• **PROBLEM DESCRIPTION**
How would you render this sentence from the article on Morocco's currency plan in Spanish: "The dirham is pegged to a two-currency basket weighted 60 per cent to the euro and 40 per cent to the US dollar."?

• **QUOTED TEXT**
Morocco is the latest Arab country to allow the establishment of Islamic or participation banks after the approving legislation for the new market. Zacarias Garcia /The National
Morocco is the latest Arab country to allow the establishment of Islamic or participation banks after the approving legislation for the new market. Zacarias Garcia /The National

Best-performing Arab economy baulks at currency plan



In five decades of importing steel wires, Zahar Benmoussa’s company never worried about currency risks - until Morocco announced plans to float the dirham.

“For the first time in our history, we started to hedge” in the currency market, said Mr Benmoussa, managing director at Casablanca-based Grillages Marocains. Across Morocco, fears of a weaker dirham triggered a rush for dollars and euros, causing a US$3 billion drop in its reserves in just three months this year.

Then in June, the government put its plans on hold again. It was at least the second time it stalled on a move supported by the IMF and a centrepiece of Morocco’s ambitions to become North Africa’s dominant financial hub. By delaying, it risks wasting a “perfect time” in terms of its economic health to loosen controls, according to Charles Robertson, the global chief economist at London-based Renaissance Capital.

“It’s fear of the unknown and pessimism on the corporates’ part,” Mr Robertson said after a research trip to Morocco in July. There is also the shadow cast by Egypt, he said, which saw its pound lose half of its value against the dollar after the government removed most controls in November to end a foreign-currency shortage.

While the central bank governor Abdellatif Jouahri has repeatedly insisted that the float would be gradually introduced starting in the second half of the year, it is now unclear when liberalisation will take place.The prime minister Saaddine El Otmani said on July 1 that the first phase will allow the currency to fluctuate within a daily range of 5 per cent, up from 0.6 per cent currently.

The dirham is pegged to a two-currency basket weighted 60 per cent to the euro and 40 per cent to the US dollar.

“The move to a more flexible exchange rate regime, not a float, is still in the cards but the roll-out will take place at the appropriate time,” government spokesman Mustapha El Khalfi told reporters on July 6. The premier wants to investigate what volatility or depreciation would mean not only for the purchasing power of Morocco’s 34 million people, but also for companies doing business abroad, he said.

• **DATA EXTRACT**
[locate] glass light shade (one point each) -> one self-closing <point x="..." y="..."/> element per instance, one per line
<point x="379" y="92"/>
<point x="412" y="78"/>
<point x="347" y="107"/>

• **REPLY**
El dírham está vinculado a una cesta de dos monedas ponderada en un 60 por ciento al euro y en un 40 por ciento al dólar estadounidense.